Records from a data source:
************
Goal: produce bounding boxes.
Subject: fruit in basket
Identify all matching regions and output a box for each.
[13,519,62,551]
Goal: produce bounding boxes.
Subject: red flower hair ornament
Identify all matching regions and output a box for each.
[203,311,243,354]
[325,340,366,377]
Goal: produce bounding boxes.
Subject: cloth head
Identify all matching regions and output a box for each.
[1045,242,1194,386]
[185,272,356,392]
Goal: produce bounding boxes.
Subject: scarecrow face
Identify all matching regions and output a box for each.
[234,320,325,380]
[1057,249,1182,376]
************
## [PROBLEM TO WORK ON]
Can you rewrite all the lines above as a JSON list of strings, one string per line, leaving out any blank lines?

## [RESULT BELOW]
[
  "Goal: produce bounding boxes.",
  "Subject: fruit in basket",
  "Identify all matching regions and output a box for each.",
  "[13,519,62,551]",
  "Goal: produce bounding boxes.",
  "Subject: red flower hair ornament",
  "Identify all matching regions and output a box for each.",
  "[203,311,243,354]",
  "[325,340,366,377]",
  "Goal: produce bounding boxes.",
  "Subject: cloth head",
  "Identify all matching regions and output a box for each.",
  "[1045,242,1194,386]",
  "[185,272,356,392]",
  "Goal: produce bounding boxes.",
  "Subject: scarecrow face",
  "Identify all matching regions and output a box for each.",
  "[234,320,325,380]",
  "[1057,249,1182,376]"
]